[BEGIN Working data]
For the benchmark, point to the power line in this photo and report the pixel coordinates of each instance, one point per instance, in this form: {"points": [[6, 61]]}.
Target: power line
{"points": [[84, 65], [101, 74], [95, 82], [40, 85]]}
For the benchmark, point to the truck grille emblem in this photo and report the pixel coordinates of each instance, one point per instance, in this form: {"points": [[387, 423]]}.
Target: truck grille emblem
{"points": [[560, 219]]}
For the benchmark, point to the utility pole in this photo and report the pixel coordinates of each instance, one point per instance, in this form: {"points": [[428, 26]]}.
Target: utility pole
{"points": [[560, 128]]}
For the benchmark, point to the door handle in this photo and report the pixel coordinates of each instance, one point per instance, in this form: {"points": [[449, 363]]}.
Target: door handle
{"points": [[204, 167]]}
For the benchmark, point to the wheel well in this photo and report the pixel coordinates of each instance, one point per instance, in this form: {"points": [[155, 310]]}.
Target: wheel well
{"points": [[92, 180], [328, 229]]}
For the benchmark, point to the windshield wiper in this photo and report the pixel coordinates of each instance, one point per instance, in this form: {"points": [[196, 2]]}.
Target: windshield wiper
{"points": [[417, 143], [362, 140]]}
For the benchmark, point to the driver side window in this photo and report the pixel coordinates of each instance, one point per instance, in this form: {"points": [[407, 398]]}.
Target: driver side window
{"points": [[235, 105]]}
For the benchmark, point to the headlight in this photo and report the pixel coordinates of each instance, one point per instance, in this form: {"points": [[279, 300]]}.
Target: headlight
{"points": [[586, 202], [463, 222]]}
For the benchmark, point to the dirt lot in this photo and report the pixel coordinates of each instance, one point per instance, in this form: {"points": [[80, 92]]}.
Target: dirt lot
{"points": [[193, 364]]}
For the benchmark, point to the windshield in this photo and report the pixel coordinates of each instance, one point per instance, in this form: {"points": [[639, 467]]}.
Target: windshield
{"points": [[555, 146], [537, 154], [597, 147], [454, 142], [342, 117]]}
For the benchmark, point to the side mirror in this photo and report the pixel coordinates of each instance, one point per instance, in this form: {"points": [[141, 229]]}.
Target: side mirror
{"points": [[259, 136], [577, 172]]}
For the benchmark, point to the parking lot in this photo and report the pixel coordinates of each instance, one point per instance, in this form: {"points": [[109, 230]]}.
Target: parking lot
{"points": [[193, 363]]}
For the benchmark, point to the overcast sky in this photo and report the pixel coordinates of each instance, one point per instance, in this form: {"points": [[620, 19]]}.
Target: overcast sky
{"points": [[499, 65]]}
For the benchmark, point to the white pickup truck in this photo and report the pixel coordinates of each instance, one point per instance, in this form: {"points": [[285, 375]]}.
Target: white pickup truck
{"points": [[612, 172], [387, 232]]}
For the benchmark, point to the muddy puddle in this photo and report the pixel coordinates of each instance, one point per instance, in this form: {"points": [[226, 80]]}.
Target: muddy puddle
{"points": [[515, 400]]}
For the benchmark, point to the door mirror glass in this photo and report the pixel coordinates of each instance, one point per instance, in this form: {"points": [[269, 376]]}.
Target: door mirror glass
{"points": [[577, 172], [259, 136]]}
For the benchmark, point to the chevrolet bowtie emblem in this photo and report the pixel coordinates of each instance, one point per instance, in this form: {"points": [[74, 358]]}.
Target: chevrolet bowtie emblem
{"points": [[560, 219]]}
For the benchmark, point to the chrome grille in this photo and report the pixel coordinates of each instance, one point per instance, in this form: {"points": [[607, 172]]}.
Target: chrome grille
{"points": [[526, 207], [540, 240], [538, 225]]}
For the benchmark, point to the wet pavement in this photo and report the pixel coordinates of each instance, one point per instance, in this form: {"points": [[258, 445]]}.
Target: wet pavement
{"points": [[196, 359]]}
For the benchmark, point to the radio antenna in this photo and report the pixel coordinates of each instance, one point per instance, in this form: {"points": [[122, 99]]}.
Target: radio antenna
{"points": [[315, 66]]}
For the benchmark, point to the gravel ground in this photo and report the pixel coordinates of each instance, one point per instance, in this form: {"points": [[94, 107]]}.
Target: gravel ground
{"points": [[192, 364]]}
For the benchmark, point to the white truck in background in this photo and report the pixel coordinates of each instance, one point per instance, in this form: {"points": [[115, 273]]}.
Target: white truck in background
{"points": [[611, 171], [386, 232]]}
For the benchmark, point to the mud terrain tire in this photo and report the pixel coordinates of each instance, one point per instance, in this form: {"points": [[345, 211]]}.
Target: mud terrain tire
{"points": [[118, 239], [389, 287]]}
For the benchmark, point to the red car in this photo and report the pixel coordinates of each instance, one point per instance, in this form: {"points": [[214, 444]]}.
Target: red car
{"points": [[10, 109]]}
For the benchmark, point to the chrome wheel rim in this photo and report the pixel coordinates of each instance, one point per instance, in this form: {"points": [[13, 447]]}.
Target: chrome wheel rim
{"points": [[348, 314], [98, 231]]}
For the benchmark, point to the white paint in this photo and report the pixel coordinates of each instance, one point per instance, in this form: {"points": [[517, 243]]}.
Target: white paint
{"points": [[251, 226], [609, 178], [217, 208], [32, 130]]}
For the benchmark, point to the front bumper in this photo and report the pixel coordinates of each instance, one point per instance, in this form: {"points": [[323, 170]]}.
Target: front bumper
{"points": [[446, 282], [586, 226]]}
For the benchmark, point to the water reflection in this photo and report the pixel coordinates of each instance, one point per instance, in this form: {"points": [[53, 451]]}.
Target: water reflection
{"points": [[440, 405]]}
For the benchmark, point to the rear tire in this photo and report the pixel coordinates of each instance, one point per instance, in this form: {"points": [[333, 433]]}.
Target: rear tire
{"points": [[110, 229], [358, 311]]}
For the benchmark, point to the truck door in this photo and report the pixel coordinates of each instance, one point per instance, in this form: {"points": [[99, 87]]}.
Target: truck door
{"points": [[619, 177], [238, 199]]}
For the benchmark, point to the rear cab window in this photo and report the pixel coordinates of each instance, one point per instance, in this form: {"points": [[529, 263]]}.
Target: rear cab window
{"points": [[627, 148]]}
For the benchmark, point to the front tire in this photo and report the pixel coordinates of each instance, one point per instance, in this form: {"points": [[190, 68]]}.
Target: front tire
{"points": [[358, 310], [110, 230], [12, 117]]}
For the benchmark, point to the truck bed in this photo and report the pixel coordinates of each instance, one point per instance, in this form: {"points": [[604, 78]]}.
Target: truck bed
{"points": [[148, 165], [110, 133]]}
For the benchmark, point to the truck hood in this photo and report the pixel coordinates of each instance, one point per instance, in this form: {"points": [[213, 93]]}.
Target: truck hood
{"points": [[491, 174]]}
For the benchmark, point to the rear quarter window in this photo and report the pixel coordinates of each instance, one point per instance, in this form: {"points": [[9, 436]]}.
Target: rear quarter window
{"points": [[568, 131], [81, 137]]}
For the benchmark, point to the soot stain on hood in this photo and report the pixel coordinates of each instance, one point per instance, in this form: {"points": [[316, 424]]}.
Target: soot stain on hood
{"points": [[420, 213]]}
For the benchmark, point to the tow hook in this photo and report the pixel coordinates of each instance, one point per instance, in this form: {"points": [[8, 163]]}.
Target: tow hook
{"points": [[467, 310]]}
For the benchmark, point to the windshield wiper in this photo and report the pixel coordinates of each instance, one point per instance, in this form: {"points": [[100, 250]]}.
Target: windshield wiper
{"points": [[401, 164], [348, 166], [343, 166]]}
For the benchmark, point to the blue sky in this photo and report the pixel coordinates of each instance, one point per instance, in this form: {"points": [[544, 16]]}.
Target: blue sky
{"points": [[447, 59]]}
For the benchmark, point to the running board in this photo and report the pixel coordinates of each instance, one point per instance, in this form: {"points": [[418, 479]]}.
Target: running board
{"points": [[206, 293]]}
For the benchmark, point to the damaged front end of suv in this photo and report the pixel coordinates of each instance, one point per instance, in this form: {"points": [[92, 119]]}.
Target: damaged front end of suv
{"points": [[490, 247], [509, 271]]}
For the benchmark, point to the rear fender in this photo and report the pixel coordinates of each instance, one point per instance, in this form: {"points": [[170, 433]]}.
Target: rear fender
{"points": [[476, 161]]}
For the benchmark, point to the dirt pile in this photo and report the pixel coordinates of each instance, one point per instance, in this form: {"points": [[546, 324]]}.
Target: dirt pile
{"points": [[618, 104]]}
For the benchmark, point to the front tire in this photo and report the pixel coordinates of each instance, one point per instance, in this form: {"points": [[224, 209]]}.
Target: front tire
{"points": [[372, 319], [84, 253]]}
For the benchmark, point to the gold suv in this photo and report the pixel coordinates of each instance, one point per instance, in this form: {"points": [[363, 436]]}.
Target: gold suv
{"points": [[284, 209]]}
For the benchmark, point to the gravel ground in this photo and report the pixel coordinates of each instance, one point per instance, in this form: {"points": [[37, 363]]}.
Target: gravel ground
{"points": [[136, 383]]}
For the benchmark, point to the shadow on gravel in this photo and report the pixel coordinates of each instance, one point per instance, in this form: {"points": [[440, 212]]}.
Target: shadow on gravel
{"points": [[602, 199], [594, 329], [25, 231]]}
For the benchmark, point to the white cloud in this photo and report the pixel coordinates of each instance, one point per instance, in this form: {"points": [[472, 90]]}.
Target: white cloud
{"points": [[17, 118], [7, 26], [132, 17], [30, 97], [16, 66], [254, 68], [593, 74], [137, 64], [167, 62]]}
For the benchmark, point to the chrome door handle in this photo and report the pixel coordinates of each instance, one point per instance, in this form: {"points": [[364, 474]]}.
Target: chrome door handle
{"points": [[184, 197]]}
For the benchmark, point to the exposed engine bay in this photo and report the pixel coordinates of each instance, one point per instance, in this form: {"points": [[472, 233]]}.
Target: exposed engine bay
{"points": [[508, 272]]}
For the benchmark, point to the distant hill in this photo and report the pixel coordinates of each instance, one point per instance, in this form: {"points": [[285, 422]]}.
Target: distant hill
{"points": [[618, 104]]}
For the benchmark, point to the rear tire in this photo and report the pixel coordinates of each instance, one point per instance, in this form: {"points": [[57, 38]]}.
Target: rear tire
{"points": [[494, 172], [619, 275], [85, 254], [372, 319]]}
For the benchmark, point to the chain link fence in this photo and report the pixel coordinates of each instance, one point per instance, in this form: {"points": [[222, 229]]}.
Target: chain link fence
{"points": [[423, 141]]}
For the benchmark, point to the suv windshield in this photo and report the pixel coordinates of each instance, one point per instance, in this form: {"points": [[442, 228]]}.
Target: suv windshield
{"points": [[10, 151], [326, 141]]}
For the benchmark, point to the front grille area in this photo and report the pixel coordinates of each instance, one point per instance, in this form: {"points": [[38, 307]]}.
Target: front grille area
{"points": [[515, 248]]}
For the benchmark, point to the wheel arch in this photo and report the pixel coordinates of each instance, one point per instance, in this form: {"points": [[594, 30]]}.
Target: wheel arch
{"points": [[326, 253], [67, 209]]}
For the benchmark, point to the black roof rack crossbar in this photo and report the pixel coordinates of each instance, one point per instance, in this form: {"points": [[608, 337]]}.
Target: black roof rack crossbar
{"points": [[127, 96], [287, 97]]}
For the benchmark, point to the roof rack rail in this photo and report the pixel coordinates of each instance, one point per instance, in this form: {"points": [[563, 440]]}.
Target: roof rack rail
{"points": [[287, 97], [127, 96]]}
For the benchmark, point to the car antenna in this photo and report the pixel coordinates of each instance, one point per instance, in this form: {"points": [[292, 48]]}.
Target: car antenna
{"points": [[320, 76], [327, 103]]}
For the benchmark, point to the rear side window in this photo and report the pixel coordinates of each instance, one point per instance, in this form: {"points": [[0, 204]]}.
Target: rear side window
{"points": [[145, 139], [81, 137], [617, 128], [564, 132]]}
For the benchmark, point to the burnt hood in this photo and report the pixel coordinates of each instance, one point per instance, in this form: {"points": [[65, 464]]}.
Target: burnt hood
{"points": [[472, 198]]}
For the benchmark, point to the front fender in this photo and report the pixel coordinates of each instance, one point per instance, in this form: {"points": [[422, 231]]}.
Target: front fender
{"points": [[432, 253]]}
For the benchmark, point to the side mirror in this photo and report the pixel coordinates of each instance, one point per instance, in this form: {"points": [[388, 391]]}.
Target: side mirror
[END Working data]
> _Short task_:
Exactly and exclusively, repeat the lines from the line that contains "For the benchmark, point to the burnt" through the end of the records, both ends included.

> _Solution_:
For the benchmark, point to the burnt hood in this photo and report the pixel coordinates of each instance, one point per instance, in this form: {"points": [[65, 464]]}.
Target: burnt hood
{"points": [[472, 198]]}
For the benchmark, point to the front fender in this photo and report the pixel coordinates of each instance, one point per instance, in this form: {"points": [[422, 231]]}.
Target: front fender
{"points": [[432, 253]]}
For the benchmark, point to the side mirror in this photo and report the pixel coordinates of each instance, one point per instance, in this form: {"points": [[388, 391]]}.
Target: side mirror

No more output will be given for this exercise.